== Ihre Aufgabe ==
Wiederholen Sie unverändert nur die Zeilen ab derjenigen, die „Find the **dense“ enthält, bis einschließlich der Zeile mit „MULTIPOLYGON (((139 98, 139“.

== Auflistung ==
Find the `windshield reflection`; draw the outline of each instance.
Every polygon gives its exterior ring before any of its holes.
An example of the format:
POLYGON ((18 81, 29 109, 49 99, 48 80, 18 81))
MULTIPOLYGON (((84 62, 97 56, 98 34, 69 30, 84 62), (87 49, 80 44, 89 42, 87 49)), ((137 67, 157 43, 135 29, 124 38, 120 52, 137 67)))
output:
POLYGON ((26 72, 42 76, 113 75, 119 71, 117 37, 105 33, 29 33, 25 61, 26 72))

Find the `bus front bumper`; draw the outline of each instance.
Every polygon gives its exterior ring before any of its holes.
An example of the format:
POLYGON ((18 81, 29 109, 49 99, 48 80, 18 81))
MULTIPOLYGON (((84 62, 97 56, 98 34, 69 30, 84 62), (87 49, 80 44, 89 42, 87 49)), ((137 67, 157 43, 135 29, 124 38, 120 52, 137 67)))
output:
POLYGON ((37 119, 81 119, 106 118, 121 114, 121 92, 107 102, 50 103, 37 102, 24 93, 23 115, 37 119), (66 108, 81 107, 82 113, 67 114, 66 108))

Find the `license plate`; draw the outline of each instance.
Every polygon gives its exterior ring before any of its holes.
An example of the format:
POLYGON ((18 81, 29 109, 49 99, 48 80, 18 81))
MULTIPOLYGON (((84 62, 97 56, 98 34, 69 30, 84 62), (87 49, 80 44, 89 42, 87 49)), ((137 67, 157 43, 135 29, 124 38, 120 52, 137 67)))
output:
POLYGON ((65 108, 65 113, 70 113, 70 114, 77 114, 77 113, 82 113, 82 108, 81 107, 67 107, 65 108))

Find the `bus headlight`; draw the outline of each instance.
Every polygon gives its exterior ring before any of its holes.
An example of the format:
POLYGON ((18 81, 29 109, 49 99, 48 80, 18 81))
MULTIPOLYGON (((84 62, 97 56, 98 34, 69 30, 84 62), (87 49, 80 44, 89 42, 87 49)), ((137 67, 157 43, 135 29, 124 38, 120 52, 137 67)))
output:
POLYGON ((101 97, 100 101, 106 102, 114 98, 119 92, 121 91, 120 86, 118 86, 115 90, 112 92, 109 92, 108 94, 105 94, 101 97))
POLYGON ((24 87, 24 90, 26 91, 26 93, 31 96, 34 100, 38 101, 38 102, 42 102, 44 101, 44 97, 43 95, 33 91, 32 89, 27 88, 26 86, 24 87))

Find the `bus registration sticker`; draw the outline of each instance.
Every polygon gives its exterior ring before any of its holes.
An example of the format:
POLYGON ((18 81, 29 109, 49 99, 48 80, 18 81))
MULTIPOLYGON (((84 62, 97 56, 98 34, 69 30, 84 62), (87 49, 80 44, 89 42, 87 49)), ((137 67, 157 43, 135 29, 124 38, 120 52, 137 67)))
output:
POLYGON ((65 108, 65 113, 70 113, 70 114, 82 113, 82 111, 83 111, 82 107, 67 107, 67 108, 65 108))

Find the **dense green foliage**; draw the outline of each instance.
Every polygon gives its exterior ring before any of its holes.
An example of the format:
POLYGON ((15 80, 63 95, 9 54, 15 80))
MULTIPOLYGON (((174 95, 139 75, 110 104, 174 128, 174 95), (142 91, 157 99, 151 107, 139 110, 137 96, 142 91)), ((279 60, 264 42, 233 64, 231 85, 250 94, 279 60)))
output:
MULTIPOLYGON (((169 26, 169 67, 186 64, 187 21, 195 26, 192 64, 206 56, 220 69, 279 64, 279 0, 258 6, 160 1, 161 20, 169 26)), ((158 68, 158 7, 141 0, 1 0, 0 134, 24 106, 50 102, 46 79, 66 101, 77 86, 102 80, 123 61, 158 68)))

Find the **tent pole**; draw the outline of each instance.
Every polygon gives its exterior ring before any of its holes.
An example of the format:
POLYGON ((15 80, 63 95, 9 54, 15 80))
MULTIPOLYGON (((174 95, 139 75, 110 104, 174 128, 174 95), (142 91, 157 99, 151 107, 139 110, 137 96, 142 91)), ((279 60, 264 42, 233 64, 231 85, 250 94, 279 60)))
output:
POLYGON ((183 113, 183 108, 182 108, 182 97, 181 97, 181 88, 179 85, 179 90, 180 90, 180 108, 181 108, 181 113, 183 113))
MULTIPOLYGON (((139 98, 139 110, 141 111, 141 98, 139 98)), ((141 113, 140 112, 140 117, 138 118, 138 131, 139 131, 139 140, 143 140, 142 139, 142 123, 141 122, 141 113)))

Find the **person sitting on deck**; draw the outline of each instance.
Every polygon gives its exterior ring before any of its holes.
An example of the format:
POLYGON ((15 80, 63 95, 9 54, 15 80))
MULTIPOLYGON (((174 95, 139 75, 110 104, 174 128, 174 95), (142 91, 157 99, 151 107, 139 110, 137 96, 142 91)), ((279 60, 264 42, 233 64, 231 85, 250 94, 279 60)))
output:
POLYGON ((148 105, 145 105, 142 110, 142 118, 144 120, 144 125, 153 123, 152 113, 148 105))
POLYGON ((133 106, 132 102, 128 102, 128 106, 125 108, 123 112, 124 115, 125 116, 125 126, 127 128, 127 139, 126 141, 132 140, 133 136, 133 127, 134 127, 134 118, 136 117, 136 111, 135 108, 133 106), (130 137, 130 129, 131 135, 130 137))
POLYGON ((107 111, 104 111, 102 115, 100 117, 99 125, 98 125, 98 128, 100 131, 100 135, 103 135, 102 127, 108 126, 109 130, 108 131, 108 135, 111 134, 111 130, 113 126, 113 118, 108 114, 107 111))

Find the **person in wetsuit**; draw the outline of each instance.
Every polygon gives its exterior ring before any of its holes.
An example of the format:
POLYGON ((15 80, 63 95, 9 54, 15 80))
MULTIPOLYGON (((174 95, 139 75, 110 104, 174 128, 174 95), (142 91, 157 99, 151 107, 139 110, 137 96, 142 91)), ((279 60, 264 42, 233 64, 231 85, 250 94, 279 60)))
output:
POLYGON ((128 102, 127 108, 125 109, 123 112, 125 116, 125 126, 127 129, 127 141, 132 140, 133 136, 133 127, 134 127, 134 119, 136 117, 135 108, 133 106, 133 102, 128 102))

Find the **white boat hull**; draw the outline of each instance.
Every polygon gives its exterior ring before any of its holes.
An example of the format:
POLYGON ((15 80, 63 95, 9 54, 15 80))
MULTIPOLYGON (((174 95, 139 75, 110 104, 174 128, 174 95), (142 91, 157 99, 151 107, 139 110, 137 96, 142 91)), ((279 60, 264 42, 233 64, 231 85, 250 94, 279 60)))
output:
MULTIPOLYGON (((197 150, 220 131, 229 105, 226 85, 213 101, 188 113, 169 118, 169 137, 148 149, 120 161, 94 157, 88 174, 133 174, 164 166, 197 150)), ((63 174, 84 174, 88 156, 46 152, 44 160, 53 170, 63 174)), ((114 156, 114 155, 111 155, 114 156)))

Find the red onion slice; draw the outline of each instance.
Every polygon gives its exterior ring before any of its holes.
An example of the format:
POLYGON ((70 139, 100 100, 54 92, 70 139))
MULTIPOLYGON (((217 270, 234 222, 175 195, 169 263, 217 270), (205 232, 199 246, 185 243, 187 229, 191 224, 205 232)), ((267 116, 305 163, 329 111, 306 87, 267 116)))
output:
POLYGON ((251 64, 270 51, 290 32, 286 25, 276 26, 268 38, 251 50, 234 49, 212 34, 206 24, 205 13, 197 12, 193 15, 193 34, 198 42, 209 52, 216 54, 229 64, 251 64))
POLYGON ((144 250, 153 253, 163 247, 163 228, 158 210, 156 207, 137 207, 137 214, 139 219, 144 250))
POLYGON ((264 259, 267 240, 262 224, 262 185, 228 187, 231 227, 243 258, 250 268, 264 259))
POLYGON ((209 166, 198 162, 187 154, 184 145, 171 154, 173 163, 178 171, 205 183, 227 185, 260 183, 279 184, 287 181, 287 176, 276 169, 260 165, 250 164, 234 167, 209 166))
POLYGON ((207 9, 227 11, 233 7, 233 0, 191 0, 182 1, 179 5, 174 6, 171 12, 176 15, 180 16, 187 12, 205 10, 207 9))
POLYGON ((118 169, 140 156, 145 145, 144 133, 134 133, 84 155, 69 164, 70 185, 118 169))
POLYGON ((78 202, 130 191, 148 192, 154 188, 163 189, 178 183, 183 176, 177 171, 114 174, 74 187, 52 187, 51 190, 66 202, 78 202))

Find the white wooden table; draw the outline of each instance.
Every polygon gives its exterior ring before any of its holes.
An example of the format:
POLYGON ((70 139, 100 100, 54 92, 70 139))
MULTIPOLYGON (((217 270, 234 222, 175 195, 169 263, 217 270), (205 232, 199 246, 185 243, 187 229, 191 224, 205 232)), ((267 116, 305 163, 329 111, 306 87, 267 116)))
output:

== Erledigte Aufgabe ==
Find the **dense green foliage**; draw the outline of each instance.
Every polygon gives its exterior ring before any of its holes.
An example of the format:
POLYGON ((15 80, 63 95, 9 54, 15 80))
MULTIPOLYGON (((174 95, 139 75, 110 104, 174 128, 174 95), (142 91, 157 99, 151 107, 139 110, 137 96, 142 91)), ((279 60, 264 42, 233 64, 231 85, 250 94, 279 60)))
output:
MULTIPOLYGON (((169 26, 169 67, 186 64, 187 21, 195 26, 192 64, 206 56, 220 69, 279 64, 279 0, 258 6, 160 1, 161 20, 169 26)), ((158 68, 158 7, 141 0, 1 0, 0 134, 24 106, 50 102, 46 79, 66 101, 77 86, 102 80, 123 61, 158 68)))

Find the **tent pole**; draw the outline of each instance.
Every polygon gives its exterior ring before any of its holes.
An example of the format:
POLYGON ((15 80, 63 95, 9 54, 15 80))
MULTIPOLYGON (((174 95, 139 75, 110 104, 174 128, 174 95), (142 91, 157 99, 151 107, 139 110, 137 96, 142 91)), ((279 60, 264 42, 233 64, 231 85, 250 94, 279 60)))
output:
POLYGON ((183 113, 183 108, 182 108, 182 97, 181 97, 181 88, 179 85, 179 90, 180 90, 180 108, 181 108, 181 113, 183 113))
MULTIPOLYGON (((139 98, 139 110, 141 111, 141 98, 139 98)), ((141 113, 140 112, 140 117, 138 118, 138 131, 139 131, 139 140, 143 140, 142 139, 142 123, 141 122, 141 113)))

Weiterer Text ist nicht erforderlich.